- 作業内容 -
- a) 説明会の案内で、今回の技術は何によって深部分解能を改善するとされていますか。
- b) 説明会の案内の「従来技術・競合技術との比較」から「これらの課題を解決できます。」までを、一字も変えずに書き写してください。

- 本文 -
━━━━━━━━━━━━━━━━━━━━━━━━━━━━━━
情報通信研究機構 新技術説明会【オンライン開催】
日時:2021年10月14日(木) 10:00~11:55
会場:オンライン開催
参加費:無料
主催:科学技術振興機構、情報通信研究機構
発表内容一覧
発表内容詳細
- 10:00~10:25
- 計測
1)生体深部のリアルタイム観察に適した蛍光顕微鏡
発表資料情報通信研究機構 未来ICT研究所 バイオICT研究室 主任研究員 松田 厚志
新技術の概要
脳などの生体深部を観察するための蛍光顕微鏡では、生物試料が厚みを持つため光学収差により分解能が低下します。今回の技術は、通常の蛍光顕微鏡の3次元画像に対する演算処理のみで深部分解能を改善します。生体毒性となる過度の光照射を不要とし、安価・高速・簡単に分解能が向上できます。
従来技術・競合技術との比較
光学収差補正のために補償光学が応用されてきましたが、多量の光を要する波面計測では生体毒性が高く、また高額で調整困難な可変形鏡を用いた光学補正では、複数回の露光が必要となり、速い生命現象に追随するスピードが得られませんでした。同レベルの補正を演算処理で行う本技術はこれらの課題を解決できます。
新技術の特徴
・演算処理のみによる蛍光顕微鏡画像の深さ方向の分解能補正。
・補正時に多量の光照射が不要であり生体毒性が低い。
━━━━━━━━━━━━━━━━━━━━━━━━━━━━━━
- データ -
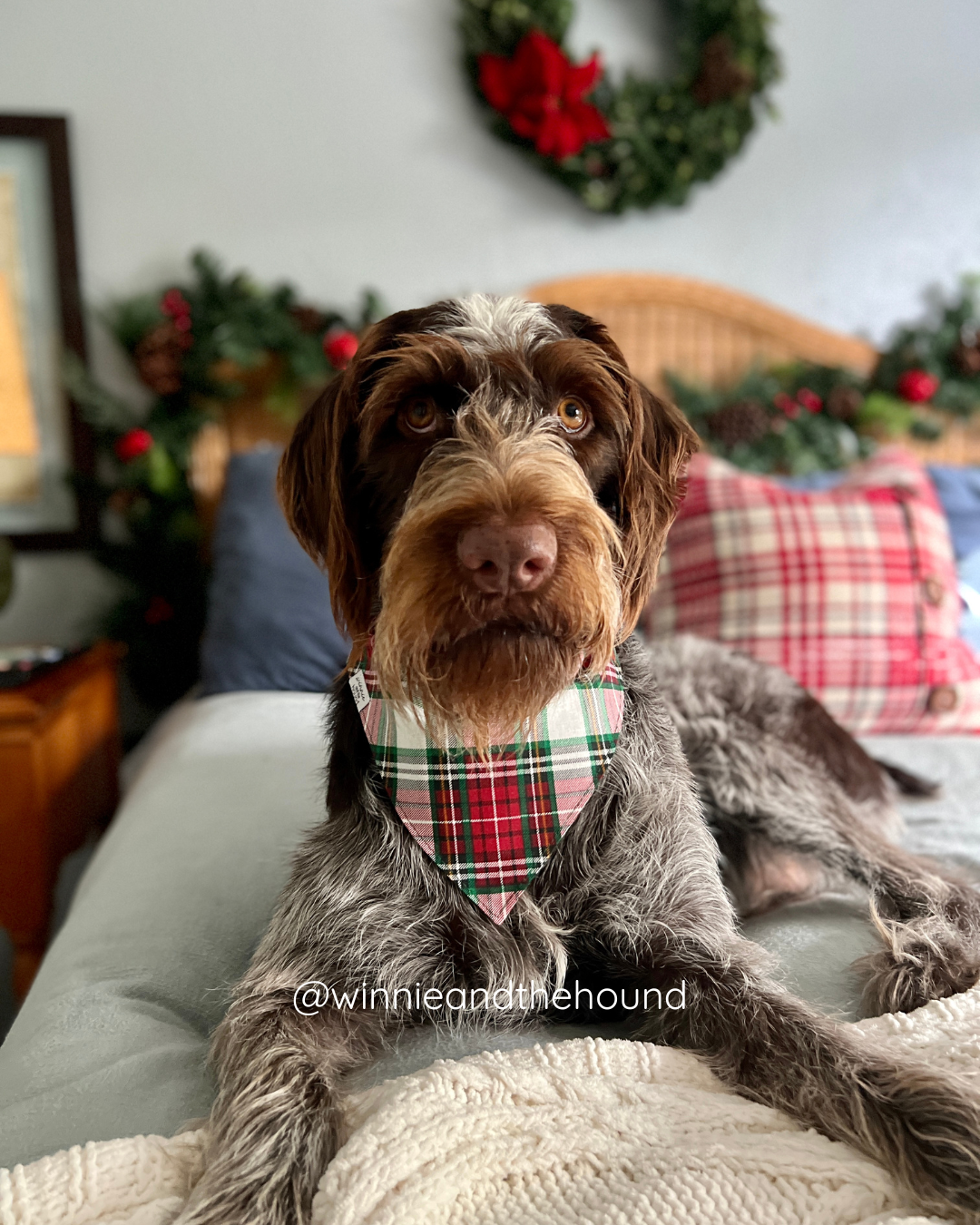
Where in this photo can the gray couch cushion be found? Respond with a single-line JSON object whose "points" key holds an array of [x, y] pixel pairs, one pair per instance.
{"points": [[113, 1036]]}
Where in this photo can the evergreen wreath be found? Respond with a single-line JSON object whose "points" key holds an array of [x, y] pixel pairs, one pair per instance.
{"points": [[630, 144]]}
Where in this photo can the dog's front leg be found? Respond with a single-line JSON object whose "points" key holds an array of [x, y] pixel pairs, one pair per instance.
{"points": [[275, 1122]]}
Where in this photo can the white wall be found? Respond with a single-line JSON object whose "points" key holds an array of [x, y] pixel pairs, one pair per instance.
{"points": [[335, 142]]}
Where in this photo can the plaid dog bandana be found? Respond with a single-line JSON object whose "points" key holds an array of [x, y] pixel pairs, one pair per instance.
{"points": [[492, 822]]}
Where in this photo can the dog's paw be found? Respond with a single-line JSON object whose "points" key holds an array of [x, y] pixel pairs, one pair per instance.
{"points": [[921, 961]]}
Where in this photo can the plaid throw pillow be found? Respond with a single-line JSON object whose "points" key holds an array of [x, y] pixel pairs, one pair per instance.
{"points": [[853, 591]]}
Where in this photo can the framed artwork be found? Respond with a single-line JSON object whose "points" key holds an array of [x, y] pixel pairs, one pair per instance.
{"points": [[42, 437]]}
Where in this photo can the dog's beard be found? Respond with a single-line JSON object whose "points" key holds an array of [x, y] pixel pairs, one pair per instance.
{"points": [[482, 665]]}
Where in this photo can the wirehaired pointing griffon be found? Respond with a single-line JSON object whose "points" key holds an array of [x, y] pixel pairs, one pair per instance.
{"points": [[520, 793]]}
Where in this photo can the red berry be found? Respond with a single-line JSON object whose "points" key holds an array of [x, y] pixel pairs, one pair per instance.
{"points": [[130, 446], [917, 386], [175, 304], [339, 348], [810, 399]]}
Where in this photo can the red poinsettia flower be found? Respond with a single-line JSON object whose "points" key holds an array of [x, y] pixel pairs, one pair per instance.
{"points": [[541, 92], [917, 386], [132, 444], [339, 348]]}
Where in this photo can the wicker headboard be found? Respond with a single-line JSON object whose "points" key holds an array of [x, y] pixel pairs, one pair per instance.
{"points": [[712, 336], [702, 332]]}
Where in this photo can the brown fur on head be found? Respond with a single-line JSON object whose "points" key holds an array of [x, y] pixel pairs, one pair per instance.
{"points": [[382, 506]]}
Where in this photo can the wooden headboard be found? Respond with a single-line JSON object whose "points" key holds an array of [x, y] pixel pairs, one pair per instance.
{"points": [[706, 333]]}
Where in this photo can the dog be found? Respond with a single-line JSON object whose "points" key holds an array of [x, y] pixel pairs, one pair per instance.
{"points": [[489, 490]]}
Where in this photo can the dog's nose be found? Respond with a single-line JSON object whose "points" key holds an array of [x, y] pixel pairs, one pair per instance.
{"points": [[505, 557]]}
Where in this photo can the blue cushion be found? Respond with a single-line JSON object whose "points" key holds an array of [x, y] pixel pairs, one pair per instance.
{"points": [[959, 494], [269, 622]]}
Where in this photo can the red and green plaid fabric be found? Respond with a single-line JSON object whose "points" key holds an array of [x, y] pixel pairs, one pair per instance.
{"points": [[492, 822], [853, 591]]}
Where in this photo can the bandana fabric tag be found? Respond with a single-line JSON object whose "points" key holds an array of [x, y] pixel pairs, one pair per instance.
{"points": [[492, 822]]}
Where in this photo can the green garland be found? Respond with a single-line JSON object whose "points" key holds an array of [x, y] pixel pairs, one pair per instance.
{"points": [[805, 418], [193, 346], [662, 136]]}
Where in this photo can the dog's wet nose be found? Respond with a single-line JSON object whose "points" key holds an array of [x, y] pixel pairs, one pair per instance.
{"points": [[504, 557]]}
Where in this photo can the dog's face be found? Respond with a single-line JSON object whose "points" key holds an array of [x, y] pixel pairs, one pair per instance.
{"points": [[489, 490]]}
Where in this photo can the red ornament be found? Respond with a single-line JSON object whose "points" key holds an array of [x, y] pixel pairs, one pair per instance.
{"points": [[541, 92], [810, 399], [133, 444], [174, 304], [917, 386], [339, 348]]}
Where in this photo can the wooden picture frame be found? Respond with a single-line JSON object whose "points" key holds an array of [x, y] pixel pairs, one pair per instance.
{"points": [[39, 293]]}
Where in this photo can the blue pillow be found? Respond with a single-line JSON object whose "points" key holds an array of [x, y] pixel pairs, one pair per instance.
{"points": [[269, 620], [959, 494]]}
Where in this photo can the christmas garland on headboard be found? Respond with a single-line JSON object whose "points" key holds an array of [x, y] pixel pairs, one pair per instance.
{"points": [[634, 143]]}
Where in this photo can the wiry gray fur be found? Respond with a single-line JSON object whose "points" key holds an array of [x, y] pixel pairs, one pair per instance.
{"points": [[631, 895]]}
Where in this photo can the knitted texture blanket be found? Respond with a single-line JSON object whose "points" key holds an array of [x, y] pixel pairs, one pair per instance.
{"points": [[588, 1131]]}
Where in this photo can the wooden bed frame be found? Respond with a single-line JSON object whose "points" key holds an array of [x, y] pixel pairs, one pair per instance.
{"points": [[703, 332]]}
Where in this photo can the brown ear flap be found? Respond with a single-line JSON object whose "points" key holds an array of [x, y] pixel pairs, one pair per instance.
{"points": [[651, 492], [651, 479], [311, 490]]}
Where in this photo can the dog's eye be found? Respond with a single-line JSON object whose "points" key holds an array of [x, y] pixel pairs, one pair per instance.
{"points": [[420, 414], [573, 416]]}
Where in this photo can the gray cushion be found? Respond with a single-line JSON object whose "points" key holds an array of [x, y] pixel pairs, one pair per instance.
{"points": [[113, 1036]]}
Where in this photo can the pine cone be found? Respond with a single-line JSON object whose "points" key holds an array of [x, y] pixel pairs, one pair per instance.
{"points": [[720, 76], [745, 420], [966, 358], [158, 358], [844, 403]]}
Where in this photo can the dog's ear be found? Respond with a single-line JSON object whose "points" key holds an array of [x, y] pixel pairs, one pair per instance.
{"points": [[315, 495], [651, 482], [651, 492]]}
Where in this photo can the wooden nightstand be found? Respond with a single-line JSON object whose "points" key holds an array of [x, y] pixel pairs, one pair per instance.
{"points": [[59, 767]]}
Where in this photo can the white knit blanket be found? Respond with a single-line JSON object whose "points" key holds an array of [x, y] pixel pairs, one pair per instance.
{"points": [[587, 1131]]}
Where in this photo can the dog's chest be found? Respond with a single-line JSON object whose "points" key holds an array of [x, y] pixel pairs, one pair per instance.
{"points": [[492, 819]]}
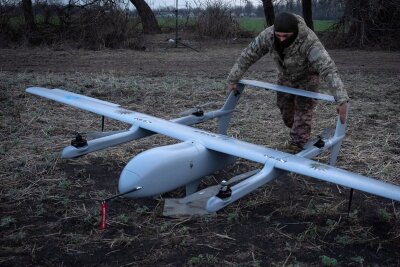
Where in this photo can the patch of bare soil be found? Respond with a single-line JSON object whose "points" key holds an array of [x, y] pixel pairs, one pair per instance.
{"points": [[50, 207]]}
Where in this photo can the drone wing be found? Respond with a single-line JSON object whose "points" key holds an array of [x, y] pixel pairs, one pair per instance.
{"points": [[224, 144]]}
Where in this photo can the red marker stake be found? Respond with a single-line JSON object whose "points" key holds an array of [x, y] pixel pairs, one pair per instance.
{"points": [[103, 215]]}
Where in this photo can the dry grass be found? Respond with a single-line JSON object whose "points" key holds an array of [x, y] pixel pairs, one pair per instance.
{"points": [[49, 208]]}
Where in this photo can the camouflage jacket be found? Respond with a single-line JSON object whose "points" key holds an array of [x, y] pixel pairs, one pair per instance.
{"points": [[305, 56]]}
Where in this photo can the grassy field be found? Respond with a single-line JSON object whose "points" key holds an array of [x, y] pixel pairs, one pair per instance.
{"points": [[50, 206]]}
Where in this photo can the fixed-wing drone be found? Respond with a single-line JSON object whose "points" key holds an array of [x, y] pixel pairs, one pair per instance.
{"points": [[200, 153]]}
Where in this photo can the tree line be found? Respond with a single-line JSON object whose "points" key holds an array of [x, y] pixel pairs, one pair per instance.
{"points": [[360, 23]]}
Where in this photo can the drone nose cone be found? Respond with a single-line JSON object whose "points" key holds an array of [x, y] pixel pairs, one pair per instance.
{"points": [[127, 182]]}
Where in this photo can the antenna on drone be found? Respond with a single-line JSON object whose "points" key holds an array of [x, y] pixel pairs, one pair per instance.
{"points": [[176, 40]]}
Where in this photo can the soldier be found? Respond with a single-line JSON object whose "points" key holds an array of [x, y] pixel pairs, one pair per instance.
{"points": [[301, 60]]}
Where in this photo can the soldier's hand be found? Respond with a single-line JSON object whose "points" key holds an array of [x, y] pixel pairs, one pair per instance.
{"points": [[342, 110]]}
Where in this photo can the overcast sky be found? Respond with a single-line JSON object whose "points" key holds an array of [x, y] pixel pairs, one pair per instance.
{"points": [[193, 3]]}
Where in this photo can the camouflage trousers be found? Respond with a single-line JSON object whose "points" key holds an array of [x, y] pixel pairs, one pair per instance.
{"points": [[297, 111]]}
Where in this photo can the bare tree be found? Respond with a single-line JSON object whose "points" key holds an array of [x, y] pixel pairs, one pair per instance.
{"points": [[307, 13], [149, 21], [28, 16], [269, 12]]}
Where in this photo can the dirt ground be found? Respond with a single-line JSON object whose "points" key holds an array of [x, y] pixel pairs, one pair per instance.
{"points": [[50, 208]]}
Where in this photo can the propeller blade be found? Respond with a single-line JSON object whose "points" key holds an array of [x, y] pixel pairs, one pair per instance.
{"points": [[96, 135], [195, 109]]}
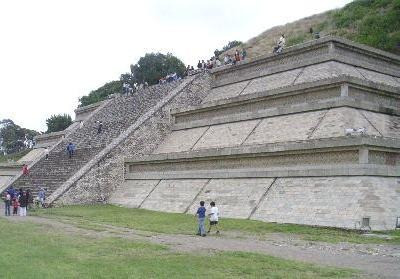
━━━━━━━━━━━━━━━━━━━━━━━━━━━━━━
- 解答 -
- a) 通常の蛍光顕微鏡の3次元画像に対する演算処理のみによって改善します。

- b)
従来技術・競合技術との比較
光学収差補正のために補償光学が応用されてきましたが、多量の光を要する波面計測では生体毒性が高く、また高額で調整困難な可変形鏡を用いた光学補正では、複数回の露光が必要となり、速い生命現象に追随するスピードが得られませんでした。同レベルの補正を演算処理で行う本技術はこれらの課題を解決できます。